Phil, your experience (23 Sep 14 - 04:35 PM) sounds pretty similar to my own. My girlfriend at the time had inherited a nice old parlor guitar from her grandmother and she was busily learning songs from a paperback song book entitled "A Treasury of Folk Songs" and Lomax's "Best Loved American Folk Songs." She was having so much fun with it that I bought myself a cheap guitar and got her to show me some chords.

There was a local folk singer on television at the time (this was around 1952) named Walt Robertson, who gave an informal concert at a nearby restaurant. She and I went. That evening Walt sang for about two-and-a-half or three hours. All traditional folk songs. Some of them I had heard before (Burl Ives, Richard Dyer-Bennet, Susan Reed), others for the first time.

I was totally enthralled! As was everyone there.

I thought, "I want to do that!"

After a long think, I changed my major at the University of Washington to Music (fastest way to learn what I wanted to know), started seriously taking guitar lessons (classical), and took a course in the U. of W. English Department in "The English and Scottish Popular Ballad." And I read a lot. And collected books by the Lomaxes, Carl Sandberg, Cecil Sharp, Evelyn Kendrick Wells, others….

☆ ☆ ☆ ☆ ☆

(Activity) In the folk-music recollection above, copy out everything from "There was a" down to "the first time.", word for word.

☆ ☆ ☆ ☆ ☆

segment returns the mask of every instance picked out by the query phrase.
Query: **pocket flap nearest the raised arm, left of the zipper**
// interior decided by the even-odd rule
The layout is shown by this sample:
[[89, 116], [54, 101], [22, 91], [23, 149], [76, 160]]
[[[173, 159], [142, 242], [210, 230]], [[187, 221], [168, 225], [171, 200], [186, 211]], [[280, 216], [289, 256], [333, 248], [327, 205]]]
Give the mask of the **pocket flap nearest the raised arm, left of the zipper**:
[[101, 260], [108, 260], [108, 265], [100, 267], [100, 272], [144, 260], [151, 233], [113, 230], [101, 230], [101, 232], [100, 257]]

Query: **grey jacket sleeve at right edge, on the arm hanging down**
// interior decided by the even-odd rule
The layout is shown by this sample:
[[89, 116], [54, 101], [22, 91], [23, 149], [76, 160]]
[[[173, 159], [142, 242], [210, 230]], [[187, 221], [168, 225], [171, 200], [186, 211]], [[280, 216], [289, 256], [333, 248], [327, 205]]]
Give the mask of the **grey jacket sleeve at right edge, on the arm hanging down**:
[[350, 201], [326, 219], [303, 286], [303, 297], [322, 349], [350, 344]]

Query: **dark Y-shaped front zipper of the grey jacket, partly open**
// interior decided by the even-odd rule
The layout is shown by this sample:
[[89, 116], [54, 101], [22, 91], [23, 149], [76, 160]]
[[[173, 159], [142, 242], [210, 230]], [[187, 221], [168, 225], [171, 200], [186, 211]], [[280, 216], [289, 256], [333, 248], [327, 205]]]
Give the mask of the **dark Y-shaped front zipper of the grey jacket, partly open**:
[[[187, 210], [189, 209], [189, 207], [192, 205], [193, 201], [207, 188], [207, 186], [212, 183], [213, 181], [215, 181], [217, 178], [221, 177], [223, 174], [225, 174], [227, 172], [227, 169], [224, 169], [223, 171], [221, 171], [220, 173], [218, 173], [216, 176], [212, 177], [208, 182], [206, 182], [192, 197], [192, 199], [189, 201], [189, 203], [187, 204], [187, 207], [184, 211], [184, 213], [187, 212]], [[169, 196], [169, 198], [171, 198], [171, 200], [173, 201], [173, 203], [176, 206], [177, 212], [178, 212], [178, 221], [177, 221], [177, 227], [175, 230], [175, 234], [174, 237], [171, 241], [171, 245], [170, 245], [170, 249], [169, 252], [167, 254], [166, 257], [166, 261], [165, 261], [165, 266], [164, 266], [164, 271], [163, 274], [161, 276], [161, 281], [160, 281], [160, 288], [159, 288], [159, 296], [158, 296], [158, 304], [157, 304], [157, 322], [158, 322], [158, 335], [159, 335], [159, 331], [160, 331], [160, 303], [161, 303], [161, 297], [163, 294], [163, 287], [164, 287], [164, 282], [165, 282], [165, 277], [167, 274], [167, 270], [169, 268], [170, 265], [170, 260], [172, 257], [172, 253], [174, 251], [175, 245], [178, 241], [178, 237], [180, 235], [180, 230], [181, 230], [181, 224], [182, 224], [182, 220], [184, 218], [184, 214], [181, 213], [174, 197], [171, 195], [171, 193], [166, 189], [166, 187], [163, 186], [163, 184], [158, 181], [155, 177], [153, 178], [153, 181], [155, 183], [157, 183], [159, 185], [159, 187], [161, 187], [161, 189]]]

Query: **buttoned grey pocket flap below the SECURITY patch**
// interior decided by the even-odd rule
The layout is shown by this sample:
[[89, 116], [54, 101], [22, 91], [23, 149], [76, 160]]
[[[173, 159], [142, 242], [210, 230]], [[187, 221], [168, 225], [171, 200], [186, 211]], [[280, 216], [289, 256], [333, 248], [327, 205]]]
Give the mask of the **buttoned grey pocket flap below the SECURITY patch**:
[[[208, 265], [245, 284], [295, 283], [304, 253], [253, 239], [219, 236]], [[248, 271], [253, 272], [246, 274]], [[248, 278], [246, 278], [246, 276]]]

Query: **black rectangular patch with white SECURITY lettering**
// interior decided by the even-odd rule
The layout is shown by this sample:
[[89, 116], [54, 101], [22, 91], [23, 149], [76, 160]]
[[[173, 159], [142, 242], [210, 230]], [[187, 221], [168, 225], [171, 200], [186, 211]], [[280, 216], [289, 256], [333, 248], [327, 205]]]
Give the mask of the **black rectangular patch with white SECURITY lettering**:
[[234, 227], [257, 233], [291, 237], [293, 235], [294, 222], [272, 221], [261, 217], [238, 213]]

☆ ☆ ☆ ☆ ☆

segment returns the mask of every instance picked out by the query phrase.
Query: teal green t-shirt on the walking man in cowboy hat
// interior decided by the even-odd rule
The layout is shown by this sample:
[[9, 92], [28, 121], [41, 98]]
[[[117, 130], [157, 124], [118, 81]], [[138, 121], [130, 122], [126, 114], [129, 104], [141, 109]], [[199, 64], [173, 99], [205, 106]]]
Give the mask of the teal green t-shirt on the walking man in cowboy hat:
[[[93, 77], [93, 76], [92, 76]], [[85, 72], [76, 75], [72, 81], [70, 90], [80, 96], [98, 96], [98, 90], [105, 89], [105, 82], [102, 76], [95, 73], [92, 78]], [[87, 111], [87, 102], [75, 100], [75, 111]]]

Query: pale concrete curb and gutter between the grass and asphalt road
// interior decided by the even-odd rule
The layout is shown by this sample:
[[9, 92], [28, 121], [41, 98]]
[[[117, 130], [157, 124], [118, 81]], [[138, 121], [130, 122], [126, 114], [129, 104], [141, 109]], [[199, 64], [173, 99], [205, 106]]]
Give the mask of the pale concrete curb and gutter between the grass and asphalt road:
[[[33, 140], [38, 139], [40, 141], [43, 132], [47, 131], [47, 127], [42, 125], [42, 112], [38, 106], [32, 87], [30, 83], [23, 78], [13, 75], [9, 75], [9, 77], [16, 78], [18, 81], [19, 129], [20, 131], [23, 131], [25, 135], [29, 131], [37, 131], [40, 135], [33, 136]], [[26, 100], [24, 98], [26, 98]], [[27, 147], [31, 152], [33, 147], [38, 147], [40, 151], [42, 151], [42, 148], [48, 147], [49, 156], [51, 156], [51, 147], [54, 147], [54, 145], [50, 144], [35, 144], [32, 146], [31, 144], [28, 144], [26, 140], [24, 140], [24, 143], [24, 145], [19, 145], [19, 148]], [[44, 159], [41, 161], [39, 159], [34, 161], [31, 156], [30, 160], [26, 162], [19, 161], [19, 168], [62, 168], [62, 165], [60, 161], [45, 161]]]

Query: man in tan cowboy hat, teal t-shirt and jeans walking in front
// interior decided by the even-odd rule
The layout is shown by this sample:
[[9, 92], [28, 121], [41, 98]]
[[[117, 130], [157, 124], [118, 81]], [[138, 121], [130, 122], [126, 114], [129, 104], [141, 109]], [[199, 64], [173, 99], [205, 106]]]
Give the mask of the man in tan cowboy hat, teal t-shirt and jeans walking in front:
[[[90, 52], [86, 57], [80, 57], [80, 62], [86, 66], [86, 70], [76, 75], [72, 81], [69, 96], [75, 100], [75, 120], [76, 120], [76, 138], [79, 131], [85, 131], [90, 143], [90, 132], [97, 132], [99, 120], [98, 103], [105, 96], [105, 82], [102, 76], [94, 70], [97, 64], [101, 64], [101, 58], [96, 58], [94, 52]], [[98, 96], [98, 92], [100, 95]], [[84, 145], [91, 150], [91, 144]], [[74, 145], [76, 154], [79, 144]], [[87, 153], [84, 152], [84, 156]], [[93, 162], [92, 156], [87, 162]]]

☆ ☆ ☆ ☆ ☆

(Answer below)
There was a local folk singer on television at the time (this was around 1952) named Walt Robertson, who gave an informal concert at a nearby restaurant. She and I went. That evening Walt sang for about two-and-a-half or three hours. All traditional folk songs. Some of them I had heard before (Burl Ives, Richard Dyer-Bennet, Susan Reed), others for the first time.